Referring expression pointing data:
• • • •

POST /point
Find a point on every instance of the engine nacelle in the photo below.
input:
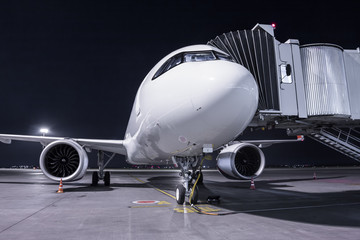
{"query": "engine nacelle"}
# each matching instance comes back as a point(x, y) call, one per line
point(241, 161)
point(64, 159)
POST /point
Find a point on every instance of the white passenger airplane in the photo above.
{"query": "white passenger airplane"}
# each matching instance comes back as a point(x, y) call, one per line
point(194, 100)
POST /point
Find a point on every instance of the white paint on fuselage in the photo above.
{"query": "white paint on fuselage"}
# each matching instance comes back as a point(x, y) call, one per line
point(194, 103)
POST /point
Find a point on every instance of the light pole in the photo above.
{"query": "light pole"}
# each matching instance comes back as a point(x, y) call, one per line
point(44, 131)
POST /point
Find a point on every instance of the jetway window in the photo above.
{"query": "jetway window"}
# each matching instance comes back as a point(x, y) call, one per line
point(286, 73)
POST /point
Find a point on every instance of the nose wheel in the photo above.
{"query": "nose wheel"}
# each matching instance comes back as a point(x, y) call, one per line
point(189, 174)
point(101, 175)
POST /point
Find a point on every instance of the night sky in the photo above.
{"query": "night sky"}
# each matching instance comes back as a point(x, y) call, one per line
point(75, 66)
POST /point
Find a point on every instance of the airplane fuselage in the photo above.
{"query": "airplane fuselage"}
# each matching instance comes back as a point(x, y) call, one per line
point(190, 98)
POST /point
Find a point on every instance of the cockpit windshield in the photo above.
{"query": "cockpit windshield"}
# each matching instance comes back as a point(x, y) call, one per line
point(191, 57)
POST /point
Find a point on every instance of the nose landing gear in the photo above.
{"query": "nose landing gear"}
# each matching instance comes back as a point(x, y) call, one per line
point(190, 174)
point(101, 175)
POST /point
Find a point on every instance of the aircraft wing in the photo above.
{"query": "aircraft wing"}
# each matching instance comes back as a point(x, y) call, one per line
point(115, 146)
point(268, 143)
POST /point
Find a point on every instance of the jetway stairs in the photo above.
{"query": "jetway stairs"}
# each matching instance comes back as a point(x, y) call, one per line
point(345, 141)
point(310, 89)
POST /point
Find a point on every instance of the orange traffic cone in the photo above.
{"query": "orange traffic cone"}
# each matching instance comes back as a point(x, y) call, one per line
point(252, 186)
point(60, 187)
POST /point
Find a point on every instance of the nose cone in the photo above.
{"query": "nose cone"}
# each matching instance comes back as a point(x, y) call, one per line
point(228, 100)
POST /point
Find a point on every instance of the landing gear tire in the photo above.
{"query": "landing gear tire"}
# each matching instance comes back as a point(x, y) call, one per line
point(195, 196)
point(95, 179)
point(107, 179)
point(180, 194)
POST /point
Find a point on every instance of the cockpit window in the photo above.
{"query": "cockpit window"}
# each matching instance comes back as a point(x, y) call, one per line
point(191, 57)
point(198, 56)
point(223, 56)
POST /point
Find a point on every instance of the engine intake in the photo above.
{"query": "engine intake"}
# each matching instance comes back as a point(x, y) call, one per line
point(241, 161)
point(64, 159)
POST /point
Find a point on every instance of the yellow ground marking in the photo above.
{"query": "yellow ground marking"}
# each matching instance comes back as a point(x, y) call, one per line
point(188, 209)
point(149, 206)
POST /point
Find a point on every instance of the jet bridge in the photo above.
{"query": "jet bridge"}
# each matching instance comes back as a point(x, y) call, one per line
point(308, 89)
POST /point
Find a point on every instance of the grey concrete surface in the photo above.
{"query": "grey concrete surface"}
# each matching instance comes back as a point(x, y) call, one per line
point(287, 204)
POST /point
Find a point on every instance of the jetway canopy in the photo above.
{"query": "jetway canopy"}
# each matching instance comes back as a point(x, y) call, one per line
point(299, 85)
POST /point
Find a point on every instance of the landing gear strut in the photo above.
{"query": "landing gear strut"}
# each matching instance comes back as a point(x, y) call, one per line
point(101, 175)
point(189, 174)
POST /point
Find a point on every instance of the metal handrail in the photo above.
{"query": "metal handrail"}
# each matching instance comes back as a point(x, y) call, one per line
point(348, 138)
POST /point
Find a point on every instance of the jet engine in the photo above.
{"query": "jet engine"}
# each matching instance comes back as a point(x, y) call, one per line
point(241, 161)
point(64, 159)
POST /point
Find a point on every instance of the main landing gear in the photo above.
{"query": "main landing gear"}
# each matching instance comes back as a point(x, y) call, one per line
point(101, 175)
point(190, 173)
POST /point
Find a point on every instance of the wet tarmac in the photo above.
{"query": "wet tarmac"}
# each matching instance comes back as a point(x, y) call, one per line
point(286, 204)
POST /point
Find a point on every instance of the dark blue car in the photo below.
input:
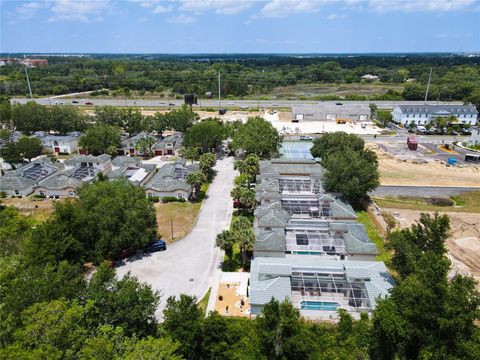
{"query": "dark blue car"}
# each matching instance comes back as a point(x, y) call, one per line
point(158, 245)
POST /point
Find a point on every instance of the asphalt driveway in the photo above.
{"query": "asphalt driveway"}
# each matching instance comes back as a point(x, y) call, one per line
point(188, 266)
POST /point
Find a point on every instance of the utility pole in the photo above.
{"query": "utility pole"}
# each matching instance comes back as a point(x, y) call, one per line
point(219, 92)
point(28, 82)
point(428, 86)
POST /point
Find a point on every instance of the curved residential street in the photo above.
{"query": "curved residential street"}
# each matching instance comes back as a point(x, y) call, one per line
point(190, 265)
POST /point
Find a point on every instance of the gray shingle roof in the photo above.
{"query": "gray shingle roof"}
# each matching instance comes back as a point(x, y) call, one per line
point(87, 158)
point(438, 109)
point(269, 277)
point(175, 139)
point(122, 160)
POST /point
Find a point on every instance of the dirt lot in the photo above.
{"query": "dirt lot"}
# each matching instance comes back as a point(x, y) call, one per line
point(39, 210)
point(396, 171)
point(464, 243)
point(180, 216)
point(228, 291)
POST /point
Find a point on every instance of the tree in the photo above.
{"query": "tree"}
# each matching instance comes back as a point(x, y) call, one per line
point(152, 348)
point(190, 153)
point(206, 135)
point(125, 302)
point(225, 241)
point(183, 322)
point(30, 117)
point(351, 173)
point(10, 154)
point(145, 145)
point(244, 236)
point(195, 180)
point(427, 235)
point(29, 147)
point(108, 115)
point(99, 138)
point(257, 136)
point(207, 162)
point(249, 167)
point(131, 121)
point(277, 327)
point(427, 315)
point(110, 216)
point(64, 119)
point(334, 142)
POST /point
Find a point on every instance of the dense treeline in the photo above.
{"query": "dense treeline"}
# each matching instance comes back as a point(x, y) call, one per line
point(453, 78)
point(50, 310)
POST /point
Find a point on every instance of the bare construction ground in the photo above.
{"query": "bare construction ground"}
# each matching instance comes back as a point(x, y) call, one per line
point(463, 244)
point(417, 171)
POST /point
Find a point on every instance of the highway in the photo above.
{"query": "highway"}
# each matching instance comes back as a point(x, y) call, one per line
point(214, 102)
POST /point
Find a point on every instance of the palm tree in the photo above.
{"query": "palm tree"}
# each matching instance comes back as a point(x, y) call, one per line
point(225, 241)
point(195, 180)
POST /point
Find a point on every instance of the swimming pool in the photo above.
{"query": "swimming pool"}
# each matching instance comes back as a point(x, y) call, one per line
point(319, 305)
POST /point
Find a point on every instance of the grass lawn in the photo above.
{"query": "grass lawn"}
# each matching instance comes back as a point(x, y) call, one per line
point(465, 202)
point(203, 303)
point(383, 254)
point(179, 216)
point(235, 263)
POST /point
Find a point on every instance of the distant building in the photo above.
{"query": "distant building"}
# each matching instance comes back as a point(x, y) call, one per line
point(21, 182)
point(327, 112)
point(170, 180)
point(35, 62)
point(169, 145)
point(80, 169)
point(318, 287)
point(475, 136)
point(66, 144)
point(132, 169)
point(425, 114)
point(369, 77)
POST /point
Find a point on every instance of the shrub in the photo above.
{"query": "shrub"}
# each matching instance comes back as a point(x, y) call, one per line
point(167, 199)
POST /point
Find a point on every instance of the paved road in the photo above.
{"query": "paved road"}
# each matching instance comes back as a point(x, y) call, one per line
point(189, 265)
point(225, 103)
point(422, 191)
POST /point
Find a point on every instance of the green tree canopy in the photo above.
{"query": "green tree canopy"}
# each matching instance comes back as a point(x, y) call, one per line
point(29, 147)
point(257, 136)
point(99, 138)
point(206, 135)
point(335, 142)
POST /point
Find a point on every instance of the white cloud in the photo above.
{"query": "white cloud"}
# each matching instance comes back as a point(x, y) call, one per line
point(284, 8)
point(383, 6)
point(156, 6)
point(71, 10)
point(225, 7)
point(336, 16)
point(28, 9)
point(182, 19)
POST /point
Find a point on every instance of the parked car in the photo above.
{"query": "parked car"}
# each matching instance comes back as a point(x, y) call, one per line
point(125, 253)
point(158, 245)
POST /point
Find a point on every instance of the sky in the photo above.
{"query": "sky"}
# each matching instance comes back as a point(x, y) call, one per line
point(239, 26)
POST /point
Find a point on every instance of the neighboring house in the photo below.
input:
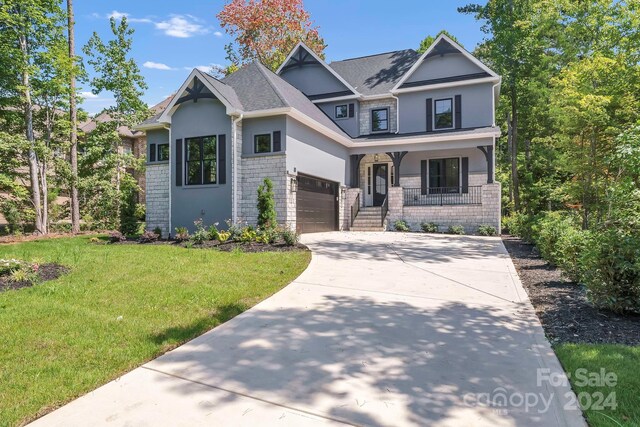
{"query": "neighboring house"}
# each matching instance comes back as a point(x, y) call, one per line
point(353, 144)
point(132, 141)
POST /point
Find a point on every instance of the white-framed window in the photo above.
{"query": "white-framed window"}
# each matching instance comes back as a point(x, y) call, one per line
point(380, 120)
point(262, 143)
point(342, 111)
point(443, 113)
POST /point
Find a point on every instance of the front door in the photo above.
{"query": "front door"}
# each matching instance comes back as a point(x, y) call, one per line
point(380, 184)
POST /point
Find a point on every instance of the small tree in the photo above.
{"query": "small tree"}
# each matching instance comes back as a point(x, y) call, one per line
point(266, 206)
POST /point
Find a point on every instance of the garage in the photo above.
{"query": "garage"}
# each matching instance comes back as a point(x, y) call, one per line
point(317, 205)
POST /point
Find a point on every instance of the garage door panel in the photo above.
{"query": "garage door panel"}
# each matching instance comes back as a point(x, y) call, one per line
point(317, 205)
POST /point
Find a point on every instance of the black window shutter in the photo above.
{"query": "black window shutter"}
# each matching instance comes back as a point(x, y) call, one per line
point(277, 143)
point(178, 162)
point(465, 174)
point(423, 177)
point(222, 159)
point(458, 108)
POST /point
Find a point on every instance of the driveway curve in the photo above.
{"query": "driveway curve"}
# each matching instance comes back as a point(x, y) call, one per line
point(383, 329)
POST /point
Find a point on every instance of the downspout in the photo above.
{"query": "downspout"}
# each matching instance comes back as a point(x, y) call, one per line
point(170, 181)
point(397, 113)
point(493, 102)
point(234, 169)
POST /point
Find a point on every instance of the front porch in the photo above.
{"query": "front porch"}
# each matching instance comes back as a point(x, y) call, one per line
point(446, 187)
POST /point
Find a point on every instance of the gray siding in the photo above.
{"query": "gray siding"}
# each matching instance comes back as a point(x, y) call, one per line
point(206, 117)
point(156, 136)
point(313, 80)
point(449, 65)
point(257, 126)
point(476, 106)
point(312, 153)
point(350, 125)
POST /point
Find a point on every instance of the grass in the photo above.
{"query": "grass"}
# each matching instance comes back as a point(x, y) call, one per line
point(120, 305)
point(621, 360)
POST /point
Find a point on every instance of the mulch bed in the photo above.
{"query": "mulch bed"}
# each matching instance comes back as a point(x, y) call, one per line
point(45, 272)
point(226, 247)
point(562, 306)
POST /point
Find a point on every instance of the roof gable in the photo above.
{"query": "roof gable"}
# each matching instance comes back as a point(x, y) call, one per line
point(311, 75)
point(445, 61)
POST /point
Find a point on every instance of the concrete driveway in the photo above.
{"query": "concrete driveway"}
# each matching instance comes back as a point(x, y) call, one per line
point(382, 329)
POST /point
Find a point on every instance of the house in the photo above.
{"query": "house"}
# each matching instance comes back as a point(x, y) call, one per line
point(354, 144)
point(132, 141)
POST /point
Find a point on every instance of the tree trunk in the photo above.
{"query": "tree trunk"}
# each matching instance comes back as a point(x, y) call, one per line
point(514, 151)
point(33, 158)
point(73, 117)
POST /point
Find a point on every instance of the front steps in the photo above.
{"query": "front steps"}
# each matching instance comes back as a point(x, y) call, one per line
point(368, 219)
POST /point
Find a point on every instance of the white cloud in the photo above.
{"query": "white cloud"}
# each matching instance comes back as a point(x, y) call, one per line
point(88, 95)
point(156, 66)
point(181, 26)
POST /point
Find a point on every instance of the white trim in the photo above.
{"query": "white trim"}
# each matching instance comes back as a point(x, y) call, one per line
point(321, 61)
point(428, 51)
point(336, 99)
point(448, 84)
point(168, 112)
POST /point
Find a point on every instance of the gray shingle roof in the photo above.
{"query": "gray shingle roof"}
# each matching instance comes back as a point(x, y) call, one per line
point(376, 74)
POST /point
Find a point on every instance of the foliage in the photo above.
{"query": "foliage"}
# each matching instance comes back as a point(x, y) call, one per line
point(455, 229)
point(487, 230)
point(182, 234)
point(266, 206)
point(428, 41)
point(429, 227)
point(611, 270)
point(290, 237)
point(148, 237)
point(116, 236)
point(401, 225)
point(266, 31)
point(163, 294)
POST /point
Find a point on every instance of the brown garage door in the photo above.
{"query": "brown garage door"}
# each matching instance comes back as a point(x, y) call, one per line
point(317, 205)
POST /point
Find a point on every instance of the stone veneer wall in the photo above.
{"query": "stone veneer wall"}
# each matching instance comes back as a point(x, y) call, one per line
point(365, 114)
point(469, 216)
point(254, 170)
point(157, 197)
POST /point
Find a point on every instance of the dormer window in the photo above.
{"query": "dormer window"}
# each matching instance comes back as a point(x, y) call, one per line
point(380, 120)
point(342, 111)
point(443, 117)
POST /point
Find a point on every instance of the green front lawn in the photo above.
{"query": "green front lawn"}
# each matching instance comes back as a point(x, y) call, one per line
point(120, 305)
point(624, 362)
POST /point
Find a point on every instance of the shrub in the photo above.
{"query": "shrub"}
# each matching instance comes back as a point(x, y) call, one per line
point(610, 264)
point(116, 236)
point(429, 227)
point(487, 230)
point(548, 229)
point(223, 236)
point(7, 266)
point(290, 237)
point(200, 235)
point(266, 205)
point(455, 229)
point(182, 234)
point(247, 235)
point(401, 225)
point(148, 237)
point(520, 225)
point(158, 231)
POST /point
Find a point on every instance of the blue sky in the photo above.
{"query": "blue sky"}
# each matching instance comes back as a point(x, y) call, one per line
point(173, 37)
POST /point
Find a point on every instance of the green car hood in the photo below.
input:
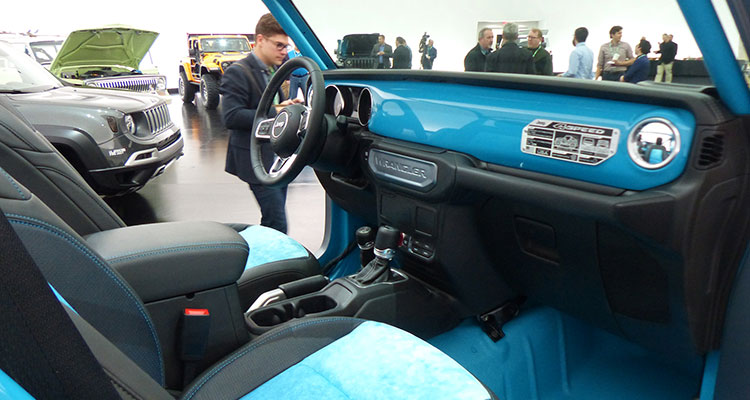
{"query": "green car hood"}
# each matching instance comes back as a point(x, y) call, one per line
point(116, 45)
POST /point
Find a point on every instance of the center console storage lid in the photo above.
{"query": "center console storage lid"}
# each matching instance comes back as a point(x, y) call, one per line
point(176, 258)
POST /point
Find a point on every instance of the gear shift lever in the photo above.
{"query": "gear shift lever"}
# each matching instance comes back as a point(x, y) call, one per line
point(366, 242)
point(378, 270)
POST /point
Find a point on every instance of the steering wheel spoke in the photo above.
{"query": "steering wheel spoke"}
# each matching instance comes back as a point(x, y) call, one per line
point(263, 130)
point(281, 165)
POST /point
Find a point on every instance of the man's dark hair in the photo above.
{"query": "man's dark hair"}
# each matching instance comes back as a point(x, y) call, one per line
point(581, 34)
point(268, 26)
point(645, 46)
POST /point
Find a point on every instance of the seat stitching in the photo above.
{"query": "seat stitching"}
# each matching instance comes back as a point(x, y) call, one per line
point(96, 200)
point(12, 131)
point(210, 374)
point(182, 247)
point(15, 185)
point(76, 244)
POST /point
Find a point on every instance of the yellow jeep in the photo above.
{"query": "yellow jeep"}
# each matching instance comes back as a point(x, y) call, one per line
point(209, 56)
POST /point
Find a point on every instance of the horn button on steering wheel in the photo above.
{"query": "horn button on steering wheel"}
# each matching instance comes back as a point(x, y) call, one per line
point(285, 137)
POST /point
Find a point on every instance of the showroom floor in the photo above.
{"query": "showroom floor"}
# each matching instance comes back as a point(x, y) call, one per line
point(197, 188)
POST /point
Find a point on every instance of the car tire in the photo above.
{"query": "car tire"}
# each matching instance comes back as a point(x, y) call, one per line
point(187, 89)
point(209, 91)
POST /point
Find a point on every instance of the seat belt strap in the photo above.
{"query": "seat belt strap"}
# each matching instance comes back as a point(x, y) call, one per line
point(40, 347)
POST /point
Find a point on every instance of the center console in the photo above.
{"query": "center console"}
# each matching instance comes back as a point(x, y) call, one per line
point(186, 274)
point(377, 292)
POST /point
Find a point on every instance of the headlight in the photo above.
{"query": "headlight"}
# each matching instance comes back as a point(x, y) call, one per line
point(130, 124)
point(161, 84)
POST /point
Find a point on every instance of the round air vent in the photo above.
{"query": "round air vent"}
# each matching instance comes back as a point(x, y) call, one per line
point(654, 143)
point(364, 106)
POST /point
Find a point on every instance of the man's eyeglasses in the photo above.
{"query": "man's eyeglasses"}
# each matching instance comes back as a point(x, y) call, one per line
point(279, 45)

• • • •

Exercise objective: Every line that contains the string "small" should be returned from the data.

Exercise response:
Find a point on every instance of the small tree in the photo above.
{"query": "small tree"}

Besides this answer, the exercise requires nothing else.